* OBJECTIVE *
In the entries that follow, identify the line containing "Teacher note: indicate the lake" and return it together with all later lines, exactly as they appear.

* DATA SHOWN *
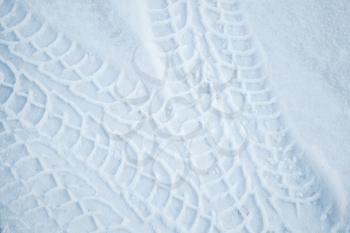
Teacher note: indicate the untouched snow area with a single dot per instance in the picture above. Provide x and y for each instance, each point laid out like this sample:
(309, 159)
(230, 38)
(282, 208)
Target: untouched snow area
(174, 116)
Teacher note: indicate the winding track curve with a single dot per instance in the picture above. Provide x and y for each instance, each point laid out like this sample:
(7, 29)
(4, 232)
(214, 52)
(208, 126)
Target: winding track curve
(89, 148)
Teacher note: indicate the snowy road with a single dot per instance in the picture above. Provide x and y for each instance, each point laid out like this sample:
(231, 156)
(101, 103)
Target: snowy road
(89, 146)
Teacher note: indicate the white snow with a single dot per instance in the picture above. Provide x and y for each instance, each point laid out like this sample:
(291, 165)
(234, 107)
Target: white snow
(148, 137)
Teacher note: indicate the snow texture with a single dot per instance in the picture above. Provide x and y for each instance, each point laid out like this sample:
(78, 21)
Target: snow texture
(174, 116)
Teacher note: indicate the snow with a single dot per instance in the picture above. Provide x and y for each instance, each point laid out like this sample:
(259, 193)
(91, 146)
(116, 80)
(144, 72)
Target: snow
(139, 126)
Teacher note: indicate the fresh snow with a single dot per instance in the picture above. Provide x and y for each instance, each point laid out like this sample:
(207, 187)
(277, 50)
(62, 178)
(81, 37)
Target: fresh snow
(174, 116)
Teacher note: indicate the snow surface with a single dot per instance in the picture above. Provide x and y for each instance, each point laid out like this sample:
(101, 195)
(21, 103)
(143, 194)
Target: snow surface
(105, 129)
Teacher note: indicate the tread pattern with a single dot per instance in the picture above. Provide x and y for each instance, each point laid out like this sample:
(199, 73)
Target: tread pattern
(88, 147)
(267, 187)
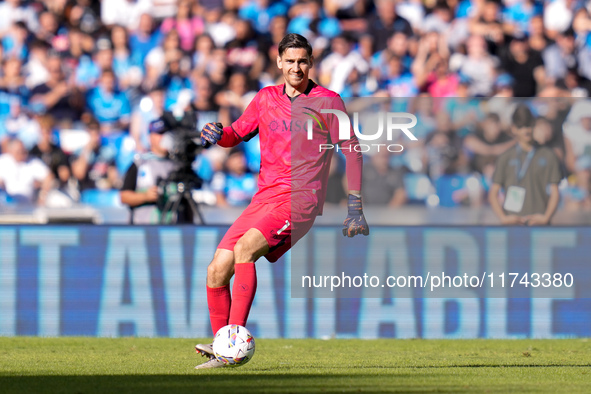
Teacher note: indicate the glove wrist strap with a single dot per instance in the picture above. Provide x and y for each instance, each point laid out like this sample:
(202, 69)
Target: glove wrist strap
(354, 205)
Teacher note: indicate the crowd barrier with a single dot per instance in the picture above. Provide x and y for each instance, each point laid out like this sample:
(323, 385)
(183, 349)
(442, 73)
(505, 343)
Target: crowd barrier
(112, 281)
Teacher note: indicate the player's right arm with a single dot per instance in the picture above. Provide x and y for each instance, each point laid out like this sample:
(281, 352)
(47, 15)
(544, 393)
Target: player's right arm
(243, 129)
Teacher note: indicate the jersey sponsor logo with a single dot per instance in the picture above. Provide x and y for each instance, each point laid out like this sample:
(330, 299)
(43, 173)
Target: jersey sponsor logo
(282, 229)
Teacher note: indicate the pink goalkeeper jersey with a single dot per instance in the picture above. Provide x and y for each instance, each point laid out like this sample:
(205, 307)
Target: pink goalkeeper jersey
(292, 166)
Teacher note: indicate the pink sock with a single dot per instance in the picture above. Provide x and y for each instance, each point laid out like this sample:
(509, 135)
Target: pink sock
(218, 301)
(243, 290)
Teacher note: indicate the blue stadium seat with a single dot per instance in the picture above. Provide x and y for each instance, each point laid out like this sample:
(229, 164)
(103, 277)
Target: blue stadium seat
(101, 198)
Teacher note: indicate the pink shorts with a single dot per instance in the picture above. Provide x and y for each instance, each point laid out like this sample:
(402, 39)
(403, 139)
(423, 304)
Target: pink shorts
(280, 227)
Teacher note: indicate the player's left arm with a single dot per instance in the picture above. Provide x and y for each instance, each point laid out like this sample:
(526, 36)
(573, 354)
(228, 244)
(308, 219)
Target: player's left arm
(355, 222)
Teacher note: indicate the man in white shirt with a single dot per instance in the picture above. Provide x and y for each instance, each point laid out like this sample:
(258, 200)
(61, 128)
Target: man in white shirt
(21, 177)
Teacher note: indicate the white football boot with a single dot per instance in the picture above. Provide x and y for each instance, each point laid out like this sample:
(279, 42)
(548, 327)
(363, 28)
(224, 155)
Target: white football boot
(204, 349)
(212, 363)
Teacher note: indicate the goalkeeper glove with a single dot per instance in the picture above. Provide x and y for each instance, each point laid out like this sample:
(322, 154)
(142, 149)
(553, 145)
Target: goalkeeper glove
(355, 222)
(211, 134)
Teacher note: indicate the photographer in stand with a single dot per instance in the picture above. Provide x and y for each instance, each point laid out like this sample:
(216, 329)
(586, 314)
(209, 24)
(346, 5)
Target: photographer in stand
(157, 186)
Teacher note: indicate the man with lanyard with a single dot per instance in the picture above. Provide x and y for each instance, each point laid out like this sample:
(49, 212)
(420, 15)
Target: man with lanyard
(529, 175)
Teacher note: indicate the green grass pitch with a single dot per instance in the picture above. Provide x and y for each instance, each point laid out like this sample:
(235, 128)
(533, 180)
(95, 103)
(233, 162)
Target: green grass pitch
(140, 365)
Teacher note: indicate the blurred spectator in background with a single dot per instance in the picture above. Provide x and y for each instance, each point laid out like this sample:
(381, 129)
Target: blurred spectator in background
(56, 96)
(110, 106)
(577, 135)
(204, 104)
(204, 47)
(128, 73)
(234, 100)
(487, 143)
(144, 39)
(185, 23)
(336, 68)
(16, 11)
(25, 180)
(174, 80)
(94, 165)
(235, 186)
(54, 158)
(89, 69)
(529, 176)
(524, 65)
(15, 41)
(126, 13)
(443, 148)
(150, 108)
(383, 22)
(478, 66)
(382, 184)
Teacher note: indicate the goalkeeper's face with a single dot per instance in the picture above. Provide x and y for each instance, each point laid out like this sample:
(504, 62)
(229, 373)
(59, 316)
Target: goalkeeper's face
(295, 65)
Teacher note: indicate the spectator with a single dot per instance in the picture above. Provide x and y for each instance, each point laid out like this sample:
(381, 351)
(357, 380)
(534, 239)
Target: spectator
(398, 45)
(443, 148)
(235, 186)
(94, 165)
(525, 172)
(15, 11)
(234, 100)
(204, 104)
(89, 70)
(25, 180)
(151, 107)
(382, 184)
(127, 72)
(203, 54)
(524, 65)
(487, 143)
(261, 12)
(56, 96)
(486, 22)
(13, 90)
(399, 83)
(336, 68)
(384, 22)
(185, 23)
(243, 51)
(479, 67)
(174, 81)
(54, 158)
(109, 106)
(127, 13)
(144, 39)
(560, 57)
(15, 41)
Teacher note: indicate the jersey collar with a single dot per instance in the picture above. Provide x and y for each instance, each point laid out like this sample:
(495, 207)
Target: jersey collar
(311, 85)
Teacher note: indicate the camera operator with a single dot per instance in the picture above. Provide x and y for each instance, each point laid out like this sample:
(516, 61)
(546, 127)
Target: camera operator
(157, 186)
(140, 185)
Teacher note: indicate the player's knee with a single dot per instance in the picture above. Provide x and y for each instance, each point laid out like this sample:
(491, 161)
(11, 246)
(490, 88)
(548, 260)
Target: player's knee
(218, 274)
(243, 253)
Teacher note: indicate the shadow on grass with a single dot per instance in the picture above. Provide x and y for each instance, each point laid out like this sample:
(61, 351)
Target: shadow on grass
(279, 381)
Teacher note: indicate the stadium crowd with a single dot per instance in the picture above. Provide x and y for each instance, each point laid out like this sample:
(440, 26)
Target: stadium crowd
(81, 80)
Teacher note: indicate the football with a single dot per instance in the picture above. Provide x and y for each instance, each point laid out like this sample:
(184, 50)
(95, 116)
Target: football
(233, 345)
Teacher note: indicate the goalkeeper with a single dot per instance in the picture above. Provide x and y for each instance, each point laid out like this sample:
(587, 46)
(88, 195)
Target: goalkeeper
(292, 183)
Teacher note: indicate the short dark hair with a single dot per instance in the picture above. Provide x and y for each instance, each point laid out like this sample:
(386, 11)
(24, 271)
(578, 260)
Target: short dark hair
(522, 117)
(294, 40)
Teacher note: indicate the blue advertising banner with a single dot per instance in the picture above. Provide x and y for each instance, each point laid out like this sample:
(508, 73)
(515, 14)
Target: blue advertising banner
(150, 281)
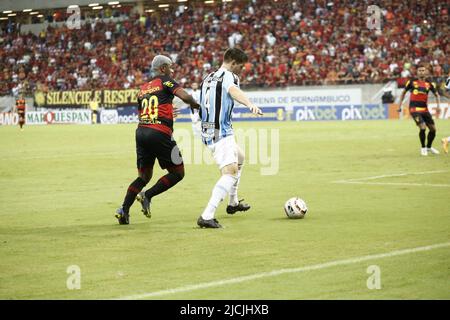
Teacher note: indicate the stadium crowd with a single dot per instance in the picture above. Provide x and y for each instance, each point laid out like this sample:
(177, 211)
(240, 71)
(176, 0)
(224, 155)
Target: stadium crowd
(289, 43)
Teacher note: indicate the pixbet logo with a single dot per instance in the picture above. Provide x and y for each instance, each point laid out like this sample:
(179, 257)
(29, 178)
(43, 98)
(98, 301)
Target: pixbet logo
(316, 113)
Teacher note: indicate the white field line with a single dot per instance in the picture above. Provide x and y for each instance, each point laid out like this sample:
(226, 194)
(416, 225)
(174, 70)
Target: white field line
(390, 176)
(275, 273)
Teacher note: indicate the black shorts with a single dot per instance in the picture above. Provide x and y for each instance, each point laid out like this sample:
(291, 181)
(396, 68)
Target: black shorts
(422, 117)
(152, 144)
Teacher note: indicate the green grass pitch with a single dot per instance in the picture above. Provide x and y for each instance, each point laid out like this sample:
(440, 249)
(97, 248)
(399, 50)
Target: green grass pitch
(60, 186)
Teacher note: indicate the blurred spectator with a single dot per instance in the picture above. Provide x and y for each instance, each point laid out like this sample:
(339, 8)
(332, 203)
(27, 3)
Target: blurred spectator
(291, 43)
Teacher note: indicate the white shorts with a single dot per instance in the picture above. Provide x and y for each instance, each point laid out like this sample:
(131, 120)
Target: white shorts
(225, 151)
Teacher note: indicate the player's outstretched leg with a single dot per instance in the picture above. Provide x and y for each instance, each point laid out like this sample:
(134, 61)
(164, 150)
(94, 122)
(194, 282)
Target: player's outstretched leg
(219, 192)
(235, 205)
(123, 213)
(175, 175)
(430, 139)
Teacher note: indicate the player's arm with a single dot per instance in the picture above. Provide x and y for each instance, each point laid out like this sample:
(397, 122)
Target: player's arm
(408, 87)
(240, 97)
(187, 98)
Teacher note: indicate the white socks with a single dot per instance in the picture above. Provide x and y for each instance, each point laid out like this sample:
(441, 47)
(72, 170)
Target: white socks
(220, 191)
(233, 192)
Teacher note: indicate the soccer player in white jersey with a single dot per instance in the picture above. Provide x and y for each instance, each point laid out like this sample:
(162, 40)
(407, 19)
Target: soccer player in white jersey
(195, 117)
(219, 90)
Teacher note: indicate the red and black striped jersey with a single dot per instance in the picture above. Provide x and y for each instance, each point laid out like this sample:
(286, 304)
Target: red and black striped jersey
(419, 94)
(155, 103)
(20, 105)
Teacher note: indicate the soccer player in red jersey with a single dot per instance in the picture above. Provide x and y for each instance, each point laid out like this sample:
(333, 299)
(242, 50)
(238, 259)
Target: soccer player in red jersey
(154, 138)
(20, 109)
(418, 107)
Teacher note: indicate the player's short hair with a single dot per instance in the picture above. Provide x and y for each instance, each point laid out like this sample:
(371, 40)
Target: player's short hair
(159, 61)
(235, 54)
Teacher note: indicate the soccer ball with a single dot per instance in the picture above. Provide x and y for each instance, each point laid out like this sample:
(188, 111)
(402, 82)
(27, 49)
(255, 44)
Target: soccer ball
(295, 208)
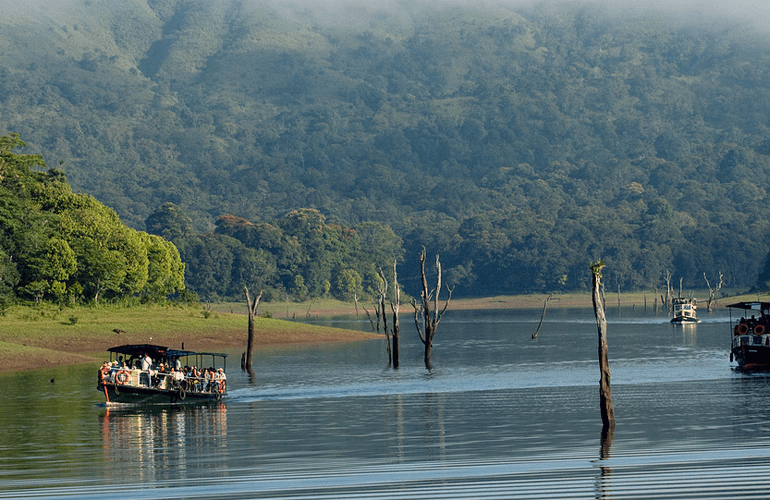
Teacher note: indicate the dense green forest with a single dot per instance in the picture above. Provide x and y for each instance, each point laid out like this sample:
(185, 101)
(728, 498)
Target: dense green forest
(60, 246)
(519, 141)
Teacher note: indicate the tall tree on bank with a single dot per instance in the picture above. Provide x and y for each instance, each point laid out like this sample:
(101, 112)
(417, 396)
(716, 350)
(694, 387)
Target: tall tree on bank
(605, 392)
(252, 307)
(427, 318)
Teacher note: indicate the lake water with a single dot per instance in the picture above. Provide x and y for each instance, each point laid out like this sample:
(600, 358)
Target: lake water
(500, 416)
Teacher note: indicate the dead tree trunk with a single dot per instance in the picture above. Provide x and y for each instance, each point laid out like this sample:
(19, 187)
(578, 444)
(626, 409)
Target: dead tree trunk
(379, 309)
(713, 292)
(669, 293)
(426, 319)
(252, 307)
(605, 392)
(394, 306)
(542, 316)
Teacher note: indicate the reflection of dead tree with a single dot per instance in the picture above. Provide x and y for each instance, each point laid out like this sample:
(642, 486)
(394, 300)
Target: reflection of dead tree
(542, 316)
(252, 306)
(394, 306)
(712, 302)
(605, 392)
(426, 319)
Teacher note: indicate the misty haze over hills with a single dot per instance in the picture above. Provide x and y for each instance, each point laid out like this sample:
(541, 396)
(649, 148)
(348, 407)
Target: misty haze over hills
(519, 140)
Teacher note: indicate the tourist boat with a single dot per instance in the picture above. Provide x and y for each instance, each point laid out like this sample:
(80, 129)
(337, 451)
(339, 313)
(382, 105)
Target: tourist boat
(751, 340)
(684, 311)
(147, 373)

* EXERCISE RESULT *
Teacher note: indicate the lake water with a single dot per instance in the picture above. Provide x and y for each instance, each point laid out like this sample:
(600, 358)
Target: lake water
(500, 416)
Teacher note: indicate the dead tree trunk with a single dot per instance in the picture above. Provide x and y for each instance, each point laid out like this sample:
(19, 187)
(578, 444)
(626, 409)
Target: dead tree trunk
(379, 309)
(713, 292)
(669, 293)
(426, 319)
(252, 307)
(605, 392)
(394, 306)
(542, 316)
Teacher note: indicate the reflection of dead tree with a single dot per instance in the picture above. Provide x and y for each instance, each point laid out like this sample:
(642, 486)
(394, 300)
Target: reflection of dead tree
(542, 316)
(252, 306)
(394, 306)
(712, 302)
(605, 392)
(426, 319)
Teacher note: indicate the misty haze over hills with a single dot per instance in the picture above. Provide x and y for each instance, each point laid out like this sample:
(541, 396)
(649, 148)
(348, 407)
Target: misty haze over hills
(519, 140)
Teacher note: indicate the tourist boat with a single dot per instance in the picture above. Provide x and y for each instance, each point laid out like this sample:
(80, 129)
(337, 451)
(339, 313)
(382, 105)
Target: tourist boat
(751, 340)
(684, 311)
(147, 373)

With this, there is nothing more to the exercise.